[Items from a dataset]
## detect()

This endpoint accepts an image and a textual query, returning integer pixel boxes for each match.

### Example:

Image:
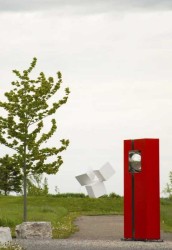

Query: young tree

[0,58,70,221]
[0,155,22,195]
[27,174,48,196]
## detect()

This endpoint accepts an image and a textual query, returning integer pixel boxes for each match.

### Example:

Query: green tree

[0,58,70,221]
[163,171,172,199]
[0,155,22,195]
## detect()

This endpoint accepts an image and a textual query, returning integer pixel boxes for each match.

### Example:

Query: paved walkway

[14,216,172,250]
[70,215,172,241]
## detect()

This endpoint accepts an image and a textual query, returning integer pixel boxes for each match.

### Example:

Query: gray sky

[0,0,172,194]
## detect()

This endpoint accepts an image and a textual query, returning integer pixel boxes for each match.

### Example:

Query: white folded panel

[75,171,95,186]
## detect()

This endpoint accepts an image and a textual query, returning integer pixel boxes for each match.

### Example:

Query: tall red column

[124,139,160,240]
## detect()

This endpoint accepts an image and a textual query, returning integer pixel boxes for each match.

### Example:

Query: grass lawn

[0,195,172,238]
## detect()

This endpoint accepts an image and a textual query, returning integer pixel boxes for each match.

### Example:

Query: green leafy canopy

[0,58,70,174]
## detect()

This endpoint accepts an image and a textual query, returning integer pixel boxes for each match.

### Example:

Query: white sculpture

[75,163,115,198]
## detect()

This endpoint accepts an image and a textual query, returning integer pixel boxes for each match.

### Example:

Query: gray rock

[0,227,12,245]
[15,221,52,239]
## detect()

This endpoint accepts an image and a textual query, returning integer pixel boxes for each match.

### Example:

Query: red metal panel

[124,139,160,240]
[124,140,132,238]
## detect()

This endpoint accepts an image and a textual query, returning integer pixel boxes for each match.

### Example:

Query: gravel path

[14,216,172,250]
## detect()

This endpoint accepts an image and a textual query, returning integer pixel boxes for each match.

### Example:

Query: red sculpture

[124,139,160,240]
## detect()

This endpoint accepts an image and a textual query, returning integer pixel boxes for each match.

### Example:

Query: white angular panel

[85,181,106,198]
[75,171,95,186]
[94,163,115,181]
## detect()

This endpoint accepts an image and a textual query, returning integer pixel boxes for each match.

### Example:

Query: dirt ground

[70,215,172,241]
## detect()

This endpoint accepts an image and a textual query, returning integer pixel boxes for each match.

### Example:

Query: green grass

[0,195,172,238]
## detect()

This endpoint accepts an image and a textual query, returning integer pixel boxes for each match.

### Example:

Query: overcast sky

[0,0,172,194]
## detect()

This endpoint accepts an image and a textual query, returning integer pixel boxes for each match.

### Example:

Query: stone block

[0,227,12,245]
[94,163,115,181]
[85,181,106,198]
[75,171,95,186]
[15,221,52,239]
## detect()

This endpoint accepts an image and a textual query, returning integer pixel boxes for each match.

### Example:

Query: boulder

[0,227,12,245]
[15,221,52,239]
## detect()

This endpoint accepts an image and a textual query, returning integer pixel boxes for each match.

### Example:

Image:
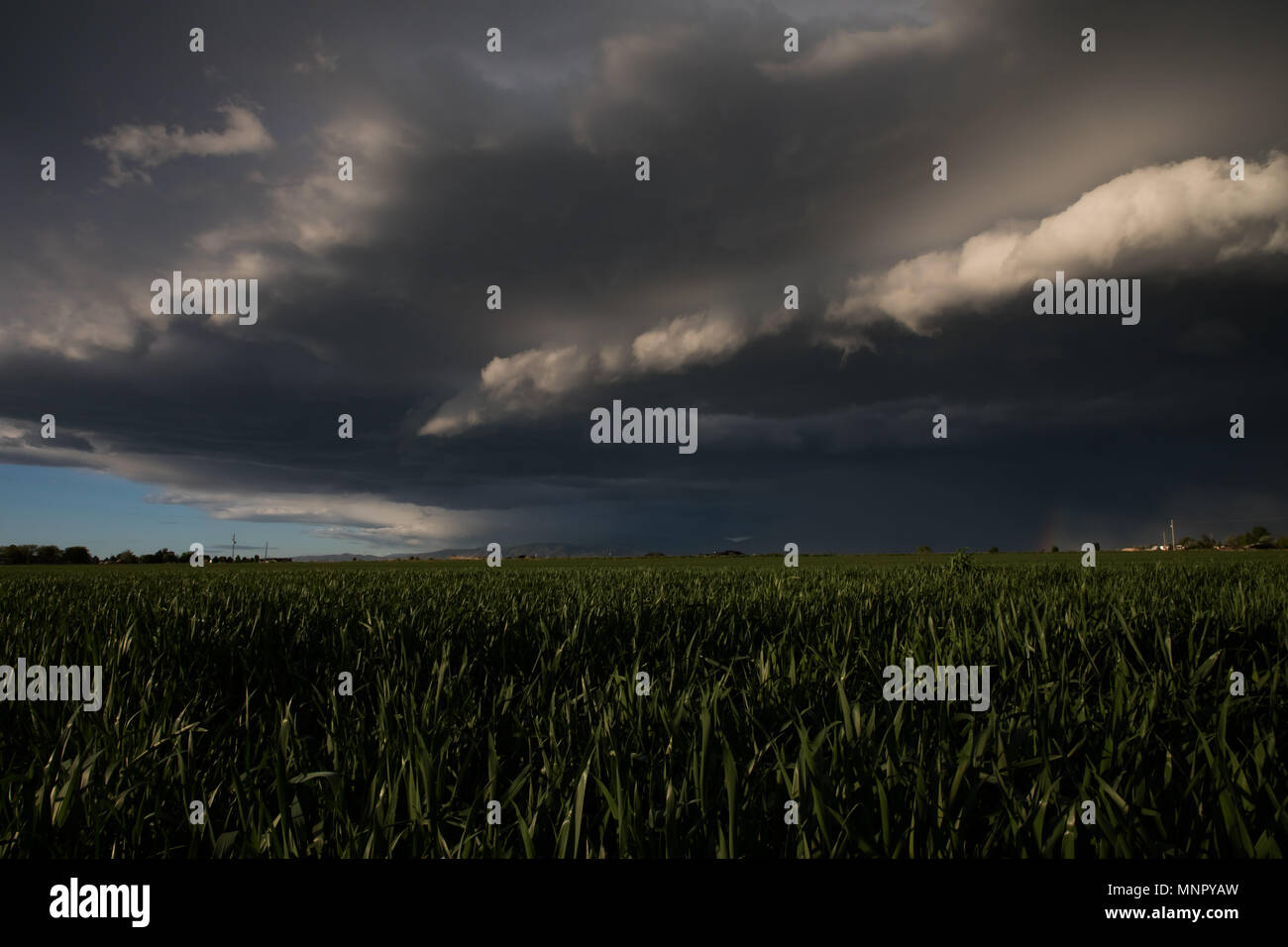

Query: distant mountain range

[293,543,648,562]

Task description:
Show every line in the records above that has the word "green" in it.

Task output:
Query: green tree
Query: green leafy canopy
Query: green grass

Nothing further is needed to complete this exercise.